- [What the task asks]:
In the data below, rewrite every line from the one containing "marking is captured. Provide corrected boxes." through the one containing "xmin=264 ymin=437 xmax=453 ymax=486". Multiply each bounding-box coordinate by 0.3 and round to the nearest whole number, rounding halves up. Keep all other text and numbers as they are, including the format sample.

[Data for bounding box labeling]
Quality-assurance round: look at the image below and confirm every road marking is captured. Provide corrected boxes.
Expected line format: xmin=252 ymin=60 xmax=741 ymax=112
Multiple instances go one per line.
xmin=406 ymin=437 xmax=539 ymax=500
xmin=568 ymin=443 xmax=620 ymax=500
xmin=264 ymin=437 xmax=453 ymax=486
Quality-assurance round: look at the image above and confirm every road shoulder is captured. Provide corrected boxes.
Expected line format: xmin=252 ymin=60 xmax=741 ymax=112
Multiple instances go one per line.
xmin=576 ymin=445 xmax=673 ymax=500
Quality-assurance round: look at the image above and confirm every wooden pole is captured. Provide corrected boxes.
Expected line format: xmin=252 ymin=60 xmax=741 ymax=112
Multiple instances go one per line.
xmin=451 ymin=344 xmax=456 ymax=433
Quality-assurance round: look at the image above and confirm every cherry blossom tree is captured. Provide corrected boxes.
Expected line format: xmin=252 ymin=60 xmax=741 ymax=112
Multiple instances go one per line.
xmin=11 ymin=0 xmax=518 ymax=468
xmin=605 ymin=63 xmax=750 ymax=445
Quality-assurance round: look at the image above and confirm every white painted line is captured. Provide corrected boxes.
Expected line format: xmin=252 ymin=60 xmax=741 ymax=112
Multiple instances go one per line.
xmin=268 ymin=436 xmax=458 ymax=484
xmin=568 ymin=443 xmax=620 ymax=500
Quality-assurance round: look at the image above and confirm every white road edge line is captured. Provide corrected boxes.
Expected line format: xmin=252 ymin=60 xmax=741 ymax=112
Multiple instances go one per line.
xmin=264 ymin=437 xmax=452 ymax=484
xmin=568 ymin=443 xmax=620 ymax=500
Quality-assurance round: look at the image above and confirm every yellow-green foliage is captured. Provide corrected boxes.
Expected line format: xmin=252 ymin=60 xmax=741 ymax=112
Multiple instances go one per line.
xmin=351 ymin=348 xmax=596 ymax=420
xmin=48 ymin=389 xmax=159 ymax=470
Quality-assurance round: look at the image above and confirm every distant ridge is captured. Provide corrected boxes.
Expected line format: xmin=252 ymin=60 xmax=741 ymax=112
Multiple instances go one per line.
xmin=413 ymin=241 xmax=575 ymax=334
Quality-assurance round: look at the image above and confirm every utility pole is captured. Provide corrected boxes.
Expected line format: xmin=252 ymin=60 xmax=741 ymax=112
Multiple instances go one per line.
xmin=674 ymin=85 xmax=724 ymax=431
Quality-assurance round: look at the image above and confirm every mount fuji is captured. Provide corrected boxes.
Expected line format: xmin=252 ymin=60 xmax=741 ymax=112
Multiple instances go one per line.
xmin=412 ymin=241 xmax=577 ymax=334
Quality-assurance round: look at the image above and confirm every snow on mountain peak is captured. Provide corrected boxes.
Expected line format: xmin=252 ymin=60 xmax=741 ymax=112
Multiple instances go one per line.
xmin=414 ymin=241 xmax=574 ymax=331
...
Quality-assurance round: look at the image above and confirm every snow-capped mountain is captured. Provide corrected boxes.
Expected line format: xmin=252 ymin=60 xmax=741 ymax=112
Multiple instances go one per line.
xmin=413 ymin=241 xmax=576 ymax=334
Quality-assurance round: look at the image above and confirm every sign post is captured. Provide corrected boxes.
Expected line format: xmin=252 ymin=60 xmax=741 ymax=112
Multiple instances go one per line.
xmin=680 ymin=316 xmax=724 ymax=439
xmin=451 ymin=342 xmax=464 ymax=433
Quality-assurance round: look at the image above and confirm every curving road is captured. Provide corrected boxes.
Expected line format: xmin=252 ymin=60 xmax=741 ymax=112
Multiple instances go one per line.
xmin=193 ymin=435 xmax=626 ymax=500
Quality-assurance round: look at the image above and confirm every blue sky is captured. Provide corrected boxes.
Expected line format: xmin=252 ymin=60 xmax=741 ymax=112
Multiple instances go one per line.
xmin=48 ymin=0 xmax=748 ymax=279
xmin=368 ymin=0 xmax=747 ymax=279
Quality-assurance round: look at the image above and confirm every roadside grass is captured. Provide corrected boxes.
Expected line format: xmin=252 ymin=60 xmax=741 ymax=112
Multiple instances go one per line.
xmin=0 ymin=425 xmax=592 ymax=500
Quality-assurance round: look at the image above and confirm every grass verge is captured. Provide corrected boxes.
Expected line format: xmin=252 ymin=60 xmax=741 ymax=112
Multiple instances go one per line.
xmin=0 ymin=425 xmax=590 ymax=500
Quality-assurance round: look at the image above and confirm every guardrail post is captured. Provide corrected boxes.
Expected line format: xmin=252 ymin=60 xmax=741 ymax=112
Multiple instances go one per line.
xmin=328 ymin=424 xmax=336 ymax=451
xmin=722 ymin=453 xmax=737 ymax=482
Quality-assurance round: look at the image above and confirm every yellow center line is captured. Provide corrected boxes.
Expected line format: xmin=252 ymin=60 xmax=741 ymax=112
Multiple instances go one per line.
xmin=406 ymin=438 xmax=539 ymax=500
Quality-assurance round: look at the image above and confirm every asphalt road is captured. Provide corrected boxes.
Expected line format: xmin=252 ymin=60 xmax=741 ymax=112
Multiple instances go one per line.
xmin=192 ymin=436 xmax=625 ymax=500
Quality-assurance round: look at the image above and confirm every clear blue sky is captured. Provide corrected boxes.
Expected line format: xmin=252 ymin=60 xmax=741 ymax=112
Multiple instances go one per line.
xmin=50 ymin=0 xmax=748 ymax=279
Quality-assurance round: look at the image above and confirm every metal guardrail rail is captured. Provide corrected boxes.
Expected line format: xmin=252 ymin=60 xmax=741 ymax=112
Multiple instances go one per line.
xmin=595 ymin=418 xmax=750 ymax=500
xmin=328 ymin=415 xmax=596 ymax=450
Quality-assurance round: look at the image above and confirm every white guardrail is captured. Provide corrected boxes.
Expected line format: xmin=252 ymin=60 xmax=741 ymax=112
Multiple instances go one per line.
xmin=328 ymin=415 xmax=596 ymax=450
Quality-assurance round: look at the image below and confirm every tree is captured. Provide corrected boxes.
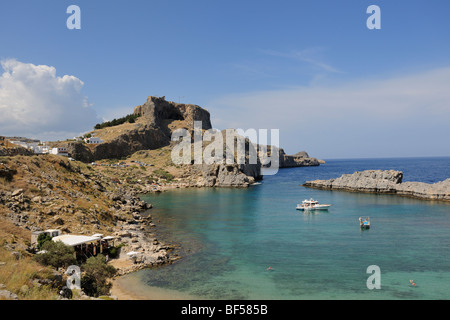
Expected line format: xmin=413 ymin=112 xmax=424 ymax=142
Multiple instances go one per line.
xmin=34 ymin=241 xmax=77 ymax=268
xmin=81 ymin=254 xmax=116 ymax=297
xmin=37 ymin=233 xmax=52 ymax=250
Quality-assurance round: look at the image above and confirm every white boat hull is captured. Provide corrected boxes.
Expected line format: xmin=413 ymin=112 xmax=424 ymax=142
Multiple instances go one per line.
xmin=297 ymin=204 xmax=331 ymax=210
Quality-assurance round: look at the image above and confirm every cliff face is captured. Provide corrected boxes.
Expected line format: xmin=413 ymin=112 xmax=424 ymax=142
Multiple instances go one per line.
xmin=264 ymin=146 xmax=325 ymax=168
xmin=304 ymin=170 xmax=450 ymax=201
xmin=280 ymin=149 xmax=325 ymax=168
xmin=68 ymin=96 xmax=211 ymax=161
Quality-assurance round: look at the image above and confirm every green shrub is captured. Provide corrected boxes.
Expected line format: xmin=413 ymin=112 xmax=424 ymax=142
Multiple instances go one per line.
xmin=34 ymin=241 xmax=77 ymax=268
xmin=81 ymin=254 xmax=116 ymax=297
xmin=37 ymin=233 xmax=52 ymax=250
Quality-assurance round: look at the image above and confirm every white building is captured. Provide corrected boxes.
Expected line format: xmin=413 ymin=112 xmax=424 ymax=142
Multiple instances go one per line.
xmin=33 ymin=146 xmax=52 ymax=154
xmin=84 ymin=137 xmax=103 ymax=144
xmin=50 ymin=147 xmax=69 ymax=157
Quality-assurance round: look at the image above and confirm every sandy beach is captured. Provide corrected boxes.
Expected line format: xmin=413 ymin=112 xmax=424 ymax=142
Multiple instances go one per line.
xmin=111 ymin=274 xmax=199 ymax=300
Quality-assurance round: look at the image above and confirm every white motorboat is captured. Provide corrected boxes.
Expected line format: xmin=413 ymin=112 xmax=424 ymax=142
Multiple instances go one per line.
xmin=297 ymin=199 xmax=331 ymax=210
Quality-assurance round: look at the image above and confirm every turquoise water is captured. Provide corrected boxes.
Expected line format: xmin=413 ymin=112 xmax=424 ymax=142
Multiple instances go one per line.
...
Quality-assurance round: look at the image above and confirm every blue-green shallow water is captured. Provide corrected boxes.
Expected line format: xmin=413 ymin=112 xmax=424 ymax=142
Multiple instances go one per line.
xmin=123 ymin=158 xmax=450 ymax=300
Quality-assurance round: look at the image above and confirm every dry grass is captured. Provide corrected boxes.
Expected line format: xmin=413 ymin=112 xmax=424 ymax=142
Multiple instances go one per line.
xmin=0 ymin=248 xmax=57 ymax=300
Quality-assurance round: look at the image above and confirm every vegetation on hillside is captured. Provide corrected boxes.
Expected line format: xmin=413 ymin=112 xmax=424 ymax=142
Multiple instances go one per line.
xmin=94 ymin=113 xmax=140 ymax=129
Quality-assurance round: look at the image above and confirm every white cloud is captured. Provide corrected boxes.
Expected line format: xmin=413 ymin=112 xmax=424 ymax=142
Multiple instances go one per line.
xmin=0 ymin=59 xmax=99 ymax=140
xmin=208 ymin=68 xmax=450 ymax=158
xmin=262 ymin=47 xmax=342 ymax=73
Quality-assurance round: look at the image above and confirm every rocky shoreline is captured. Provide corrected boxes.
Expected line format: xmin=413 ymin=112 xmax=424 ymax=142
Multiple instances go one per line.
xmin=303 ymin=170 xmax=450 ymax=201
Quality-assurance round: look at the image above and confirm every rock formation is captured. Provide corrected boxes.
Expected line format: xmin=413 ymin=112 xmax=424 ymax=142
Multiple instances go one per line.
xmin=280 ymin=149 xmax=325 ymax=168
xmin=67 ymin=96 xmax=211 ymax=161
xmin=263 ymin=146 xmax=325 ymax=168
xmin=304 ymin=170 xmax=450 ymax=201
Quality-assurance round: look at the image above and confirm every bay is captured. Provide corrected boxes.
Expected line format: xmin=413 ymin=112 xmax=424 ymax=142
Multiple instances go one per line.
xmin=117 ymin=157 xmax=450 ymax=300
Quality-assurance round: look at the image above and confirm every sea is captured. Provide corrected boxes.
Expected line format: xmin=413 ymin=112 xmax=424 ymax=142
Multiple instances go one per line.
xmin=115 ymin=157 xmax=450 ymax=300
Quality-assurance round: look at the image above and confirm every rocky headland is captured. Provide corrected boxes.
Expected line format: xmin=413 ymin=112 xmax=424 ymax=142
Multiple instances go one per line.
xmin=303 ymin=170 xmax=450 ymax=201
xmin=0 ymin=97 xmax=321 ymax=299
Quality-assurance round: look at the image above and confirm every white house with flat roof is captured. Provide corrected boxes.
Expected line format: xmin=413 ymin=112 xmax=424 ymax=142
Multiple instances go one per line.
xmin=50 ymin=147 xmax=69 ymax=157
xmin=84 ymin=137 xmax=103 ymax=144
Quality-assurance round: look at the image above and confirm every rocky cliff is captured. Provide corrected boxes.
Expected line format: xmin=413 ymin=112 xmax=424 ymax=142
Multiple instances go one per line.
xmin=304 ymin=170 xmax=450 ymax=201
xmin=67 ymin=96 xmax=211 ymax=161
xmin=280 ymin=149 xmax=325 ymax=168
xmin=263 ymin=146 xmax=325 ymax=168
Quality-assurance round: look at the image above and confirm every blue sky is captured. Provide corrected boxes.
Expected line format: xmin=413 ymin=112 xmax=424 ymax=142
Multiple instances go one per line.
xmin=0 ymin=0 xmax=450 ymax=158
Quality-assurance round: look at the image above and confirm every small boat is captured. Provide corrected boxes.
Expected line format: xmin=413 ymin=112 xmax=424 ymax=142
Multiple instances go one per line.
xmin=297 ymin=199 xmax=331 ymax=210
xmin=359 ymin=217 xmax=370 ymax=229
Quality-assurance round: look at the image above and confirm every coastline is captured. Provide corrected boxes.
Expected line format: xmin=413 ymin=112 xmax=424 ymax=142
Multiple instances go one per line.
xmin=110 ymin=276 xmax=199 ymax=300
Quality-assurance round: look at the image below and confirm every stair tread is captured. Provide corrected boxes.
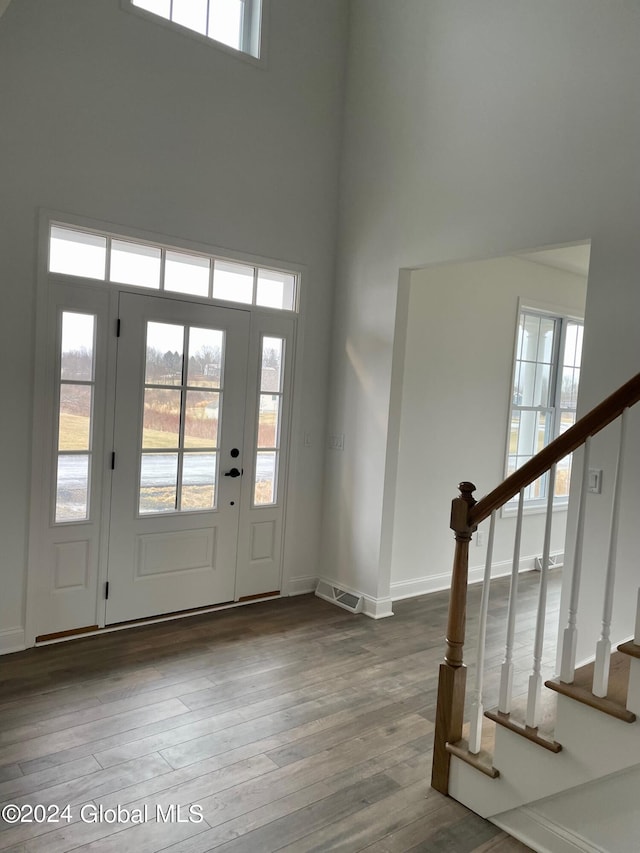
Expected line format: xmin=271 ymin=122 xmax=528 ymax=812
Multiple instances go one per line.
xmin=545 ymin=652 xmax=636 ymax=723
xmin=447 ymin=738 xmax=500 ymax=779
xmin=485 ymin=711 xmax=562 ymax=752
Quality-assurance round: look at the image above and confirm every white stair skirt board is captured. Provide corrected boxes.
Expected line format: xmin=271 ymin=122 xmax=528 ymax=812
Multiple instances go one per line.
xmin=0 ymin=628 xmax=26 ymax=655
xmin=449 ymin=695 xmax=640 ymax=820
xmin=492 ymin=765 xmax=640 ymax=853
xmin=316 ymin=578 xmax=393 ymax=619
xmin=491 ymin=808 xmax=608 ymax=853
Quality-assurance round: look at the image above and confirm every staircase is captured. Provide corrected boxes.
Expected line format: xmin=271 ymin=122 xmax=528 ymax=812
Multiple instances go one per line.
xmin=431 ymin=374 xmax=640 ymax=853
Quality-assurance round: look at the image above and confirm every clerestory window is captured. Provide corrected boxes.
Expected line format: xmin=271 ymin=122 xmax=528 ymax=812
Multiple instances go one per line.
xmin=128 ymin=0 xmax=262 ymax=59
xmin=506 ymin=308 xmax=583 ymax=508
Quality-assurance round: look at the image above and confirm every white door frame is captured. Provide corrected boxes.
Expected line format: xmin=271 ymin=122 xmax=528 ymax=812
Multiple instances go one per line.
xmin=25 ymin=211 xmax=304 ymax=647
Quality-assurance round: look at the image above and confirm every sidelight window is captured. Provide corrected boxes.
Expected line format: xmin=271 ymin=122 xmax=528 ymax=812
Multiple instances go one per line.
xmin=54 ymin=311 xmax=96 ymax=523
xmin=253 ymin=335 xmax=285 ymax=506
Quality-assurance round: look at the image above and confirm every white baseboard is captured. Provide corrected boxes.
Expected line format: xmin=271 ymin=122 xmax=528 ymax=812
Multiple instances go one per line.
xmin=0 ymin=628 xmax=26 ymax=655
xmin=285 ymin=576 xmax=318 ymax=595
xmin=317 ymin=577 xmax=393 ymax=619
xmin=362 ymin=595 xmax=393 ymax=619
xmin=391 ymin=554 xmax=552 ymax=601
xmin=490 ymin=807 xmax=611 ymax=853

- [The response]:
Quality-assurance round: look at the image below and confirm every road marking is captured. Provide corrected boxes.
Expected line format: xmin=252 ymin=60 xmax=741 ymax=112
Multiple instances go one per line.
xmin=122 ymin=131 xmax=162 ymax=150
xmin=170 ymin=133 xmax=186 ymax=150
xmin=79 ymin=131 xmax=136 ymax=146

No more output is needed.